▸ BRANO FORNITO:
★ ★ ★ ★ ★

Qual’è la vostra opinione sul nuovo ministro della giustizia spagnolo?
Non vogliamo entrare in merito a giudizi specifici su di una persona: ma giudicheremo le attività proprie della sua responsabilità. E ciò che è certo è che le ultime dichiarazioni ci hanno lasciati di stucco. Pare che il nuovo ministro sia stato fatto con lo stesso stampo di quello precedente. Vedremo. Ma insistere sull’illegalizzazione di Batasuna, accanirsi sulla persecuzione politica e giudiziaria contro la sinistra indipendentista di fronte alle elezioni, non è un buon segno. La sua attività si configura in una strategia di stato ed è così che interpreteremo tutte le sue iniziative.

Ad Anoeta si è parlato di due vie: una che corrisponderebbe ai partiti ed agli agenti sociali; e un’altra tra il governo spagnolo e ETA. ETA ha voluto immischiarsi nella “altra” via? (Alcuni come il PSOE o il PNV hanno dichiarato che ETA impediva l’accordo politico…)
Evidentemente no. ETA non vuole accollarsi responsabilità che non le competono. Il PSOE e il PNV utilizzano quest’accusa come scusa. Con l’intenzione finale di eludere il dibattito sul contenuto politico che dovrà essere chiarito nel processo. Cioè per non rispondere alle chiavi politiche che ci porteranno alla soluzione. Ma ciò che è stato proposto ad Anoeta è uno schema di negoziazione che il popolo ha assunto come proprio, questo dibattito è già superato.
Quando si accusa ETA di immischiarsi, dovremmo riguardare indietro, verso la nostra memoria storica. Non dobbiamo scordare che l’attuale quadro politico è il risultato di un processo di transizione imposto al Paese basco. Come? Con l’implicazione dell’armata spagnola, e con l’accettazione e l’aiuto di coloro che avevano costituito il blocco della riforma.

★ ★ ★ ★ ★

▸ PROBLEMA BREVE A: Individua e copia ogni riga dei record che contiene la stringa "headband", tenendo conto di maiuscole e minuscole.
Il brano e i record non hanno alcun legame tra loro.

★ ★ ★ ★ ★

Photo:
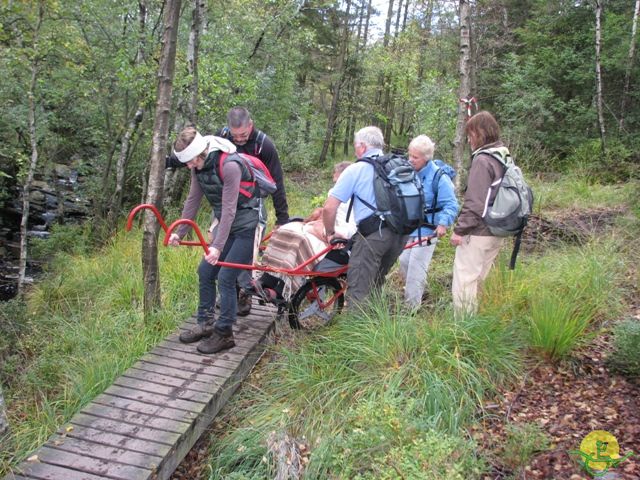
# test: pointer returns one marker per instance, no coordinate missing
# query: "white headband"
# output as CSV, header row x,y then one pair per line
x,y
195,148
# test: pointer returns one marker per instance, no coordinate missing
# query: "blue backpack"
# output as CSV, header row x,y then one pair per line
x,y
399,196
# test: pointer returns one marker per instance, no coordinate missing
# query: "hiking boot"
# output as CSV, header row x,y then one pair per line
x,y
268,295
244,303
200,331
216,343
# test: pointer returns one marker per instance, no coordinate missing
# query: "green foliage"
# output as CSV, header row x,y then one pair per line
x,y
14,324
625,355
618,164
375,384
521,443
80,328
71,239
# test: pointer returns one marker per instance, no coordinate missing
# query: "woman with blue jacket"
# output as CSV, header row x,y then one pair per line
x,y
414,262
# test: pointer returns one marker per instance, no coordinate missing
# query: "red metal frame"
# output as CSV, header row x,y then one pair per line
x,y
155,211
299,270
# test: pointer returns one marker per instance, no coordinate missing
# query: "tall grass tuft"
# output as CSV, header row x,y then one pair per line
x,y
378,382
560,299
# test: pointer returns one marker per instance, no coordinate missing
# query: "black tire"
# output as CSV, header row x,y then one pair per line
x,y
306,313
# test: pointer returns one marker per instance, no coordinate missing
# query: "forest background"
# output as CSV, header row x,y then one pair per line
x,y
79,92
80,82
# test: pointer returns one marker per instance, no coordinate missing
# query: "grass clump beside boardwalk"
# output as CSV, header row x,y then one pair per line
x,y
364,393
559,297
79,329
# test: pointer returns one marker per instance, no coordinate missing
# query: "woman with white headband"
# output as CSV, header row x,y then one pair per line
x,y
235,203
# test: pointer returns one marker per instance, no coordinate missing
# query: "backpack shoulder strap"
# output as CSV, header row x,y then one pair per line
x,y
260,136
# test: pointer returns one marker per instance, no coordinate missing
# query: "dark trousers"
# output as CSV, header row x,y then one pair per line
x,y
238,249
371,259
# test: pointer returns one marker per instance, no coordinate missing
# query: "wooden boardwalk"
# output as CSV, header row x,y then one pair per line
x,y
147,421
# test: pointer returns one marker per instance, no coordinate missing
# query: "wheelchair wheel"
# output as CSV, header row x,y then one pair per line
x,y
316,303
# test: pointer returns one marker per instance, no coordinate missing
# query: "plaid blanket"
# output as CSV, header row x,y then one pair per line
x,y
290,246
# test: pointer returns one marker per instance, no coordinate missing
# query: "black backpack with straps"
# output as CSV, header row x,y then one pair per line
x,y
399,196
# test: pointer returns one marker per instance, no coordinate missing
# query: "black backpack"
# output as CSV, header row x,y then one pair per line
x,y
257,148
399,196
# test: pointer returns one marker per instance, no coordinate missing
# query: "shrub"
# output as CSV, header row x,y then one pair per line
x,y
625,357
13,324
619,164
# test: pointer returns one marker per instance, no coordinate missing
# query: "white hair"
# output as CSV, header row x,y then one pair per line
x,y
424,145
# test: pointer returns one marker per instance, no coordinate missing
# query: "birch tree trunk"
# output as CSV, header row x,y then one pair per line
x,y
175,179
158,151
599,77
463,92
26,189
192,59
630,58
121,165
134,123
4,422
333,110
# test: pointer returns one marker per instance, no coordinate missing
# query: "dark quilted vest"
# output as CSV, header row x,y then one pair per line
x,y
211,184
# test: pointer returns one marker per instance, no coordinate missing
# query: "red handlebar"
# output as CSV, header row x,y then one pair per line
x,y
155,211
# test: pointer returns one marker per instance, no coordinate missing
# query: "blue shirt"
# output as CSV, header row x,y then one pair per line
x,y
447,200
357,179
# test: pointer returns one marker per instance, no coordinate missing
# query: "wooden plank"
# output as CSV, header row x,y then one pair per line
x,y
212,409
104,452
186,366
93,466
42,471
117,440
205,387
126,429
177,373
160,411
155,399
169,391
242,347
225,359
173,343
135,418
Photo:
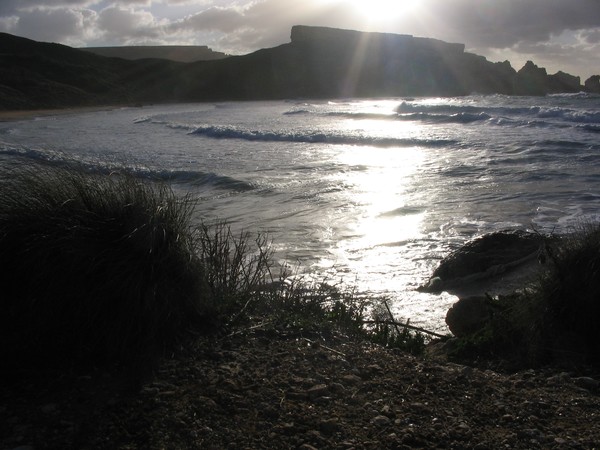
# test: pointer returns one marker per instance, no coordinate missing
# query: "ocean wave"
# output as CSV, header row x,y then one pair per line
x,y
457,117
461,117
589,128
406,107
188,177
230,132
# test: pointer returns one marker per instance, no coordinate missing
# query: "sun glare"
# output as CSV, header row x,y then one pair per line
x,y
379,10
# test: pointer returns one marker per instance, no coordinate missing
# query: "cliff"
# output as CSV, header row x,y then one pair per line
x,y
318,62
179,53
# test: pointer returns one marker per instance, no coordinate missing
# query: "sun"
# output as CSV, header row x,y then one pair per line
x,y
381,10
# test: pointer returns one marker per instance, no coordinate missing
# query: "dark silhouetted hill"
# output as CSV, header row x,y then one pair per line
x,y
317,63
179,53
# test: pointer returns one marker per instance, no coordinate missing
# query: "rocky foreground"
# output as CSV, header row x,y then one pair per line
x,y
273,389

★ ★ ★ ★ ★

▸ PROBLEMA BREVE B: Secondo il brano fornito, quali partiti usano come scusa l'accusa che ETA impedisca l'accordo politico?

▸ RISPOSTA FINALE A:
# query: "white headband"
# query: "woman with white headband"

▸ RISPOSTA FINALE B: Il PSOE e il PNV.